Records:
━━━━━━━━━━━━━━━━

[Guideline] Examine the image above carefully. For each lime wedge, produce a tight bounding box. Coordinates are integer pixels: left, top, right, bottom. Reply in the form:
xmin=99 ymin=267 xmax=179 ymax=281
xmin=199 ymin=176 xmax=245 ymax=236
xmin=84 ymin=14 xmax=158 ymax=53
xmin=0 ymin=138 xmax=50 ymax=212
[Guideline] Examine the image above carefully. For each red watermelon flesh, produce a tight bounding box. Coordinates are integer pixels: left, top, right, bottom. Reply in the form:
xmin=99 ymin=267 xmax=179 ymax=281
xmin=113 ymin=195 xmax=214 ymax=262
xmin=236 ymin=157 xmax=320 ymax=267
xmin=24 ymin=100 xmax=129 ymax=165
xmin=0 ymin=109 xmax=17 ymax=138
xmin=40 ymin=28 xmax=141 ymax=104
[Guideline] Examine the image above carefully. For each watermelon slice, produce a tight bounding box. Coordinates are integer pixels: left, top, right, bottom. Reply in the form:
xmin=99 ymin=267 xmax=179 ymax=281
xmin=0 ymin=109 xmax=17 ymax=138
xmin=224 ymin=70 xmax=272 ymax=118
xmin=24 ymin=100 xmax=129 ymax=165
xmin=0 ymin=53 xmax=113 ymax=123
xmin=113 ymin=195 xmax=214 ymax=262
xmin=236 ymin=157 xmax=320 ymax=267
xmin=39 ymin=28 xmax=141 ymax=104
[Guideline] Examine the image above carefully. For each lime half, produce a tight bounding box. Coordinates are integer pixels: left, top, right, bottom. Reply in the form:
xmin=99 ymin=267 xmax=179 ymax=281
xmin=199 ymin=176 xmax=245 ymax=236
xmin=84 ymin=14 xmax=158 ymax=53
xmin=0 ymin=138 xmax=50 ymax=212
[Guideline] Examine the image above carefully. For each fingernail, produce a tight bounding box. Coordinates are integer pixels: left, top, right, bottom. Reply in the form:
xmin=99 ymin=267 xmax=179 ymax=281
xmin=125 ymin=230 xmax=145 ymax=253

━━━━━━━━━━━━━━━━

(Exercise instructions) Convert every line of the entries above into a Markdown table with two columns, Row and Line. Put each line's number under Row and the line itself under Line, leaving out blank lines.

(Task result)
| Row | Line |
|---|---|
| 1 | [Guideline] Examine the image above carefully. For each lime wedge, produce a tight bounding box. Coordinates are integer pixels: left, top, right, bottom. Reply in the form: |
| 2 | xmin=99 ymin=267 xmax=179 ymax=281 |
| 3 | xmin=199 ymin=176 xmax=245 ymax=236 |
| 4 | xmin=84 ymin=14 xmax=158 ymax=53 |
| 5 | xmin=0 ymin=138 xmax=50 ymax=212 |
| 6 | [Guideline] Examine the image above carefully. For each red watermelon flesh, produce a tight bounding box. Coordinates are integer pixels: left, top, right, bottom. Reply in the form: |
| 7 | xmin=99 ymin=267 xmax=179 ymax=281 |
| 8 | xmin=113 ymin=195 xmax=214 ymax=262 |
| 9 | xmin=236 ymin=157 xmax=320 ymax=267 |
| 10 | xmin=24 ymin=100 xmax=129 ymax=165 |
| 11 | xmin=0 ymin=109 xmax=17 ymax=138 |
| 12 | xmin=40 ymin=28 xmax=141 ymax=104 |
| 13 | [Guideline] Examine the image above carefully. For each watermelon slice, produce a tight bounding box. Coordinates are integer pixels: left, top, right, bottom. Reply in the form: |
| 14 | xmin=99 ymin=267 xmax=179 ymax=281 |
| 15 | xmin=0 ymin=109 xmax=17 ymax=138 |
| 16 | xmin=224 ymin=70 xmax=272 ymax=118 |
| 17 | xmin=24 ymin=100 xmax=129 ymax=165 |
| 18 | xmin=0 ymin=53 xmax=113 ymax=123 |
| 19 | xmin=113 ymin=195 xmax=214 ymax=262 |
| 20 | xmin=236 ymin=157 xmax=320 ymax=267 |
| 21 | xmin=39 ymin=28 xmax=141 ymax=104 |
| 22 | [Guideline] Examine the image above carefully. For each lime half, produce a tight bounding box. Coordinates are integer pixels: left, top, right, bottom. Reply in the form: |
| 23 | xmin=99 ymin=267 xmax=179 ymax=281 |
| 24 | xmin=199 ymin=176 xmax=245 ymax=236 |
| 25 | xmin=84 ymin=14 xmax=158 ymax=53 |
| 26 | xmin=0 ymin=138 xmax=50 ymax=212 |
| 27 | [Guideline] Examine the image above carefully. For each fingernail, produce a tight bounding box. Coordinates are integer pixels: left, top, right, bottom. Reply in the form: |
| 28 | xmin=99 ymin=267 xmax=179 ymax=281 |
| 29 | xmin=125 ymin=230 xmax=145 ymax=253 |